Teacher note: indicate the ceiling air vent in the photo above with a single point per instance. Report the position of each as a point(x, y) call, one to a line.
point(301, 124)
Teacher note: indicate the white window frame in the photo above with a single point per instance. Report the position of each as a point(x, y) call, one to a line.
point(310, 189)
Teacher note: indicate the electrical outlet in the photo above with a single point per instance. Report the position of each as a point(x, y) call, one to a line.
=====
_Task objective_.
The full set of entries above needs to be restated word for word.

_Output of the exercise_.
Teacher note: indicate the ceiling air vent in the photo above with a single point per instance. Report the position of each as a point(x, y) call, one to a line.
point(301, 124)
Teacher note: indicate the white window frame in the photo above with a single point per instance. Report the position of each as a point(x, y) call, one to a line.
point(310, 189)
Teacher note: indicate the electrical outlet in the photo above with a single point per instance. Report the position of each as a point(x, y) call, one to a line.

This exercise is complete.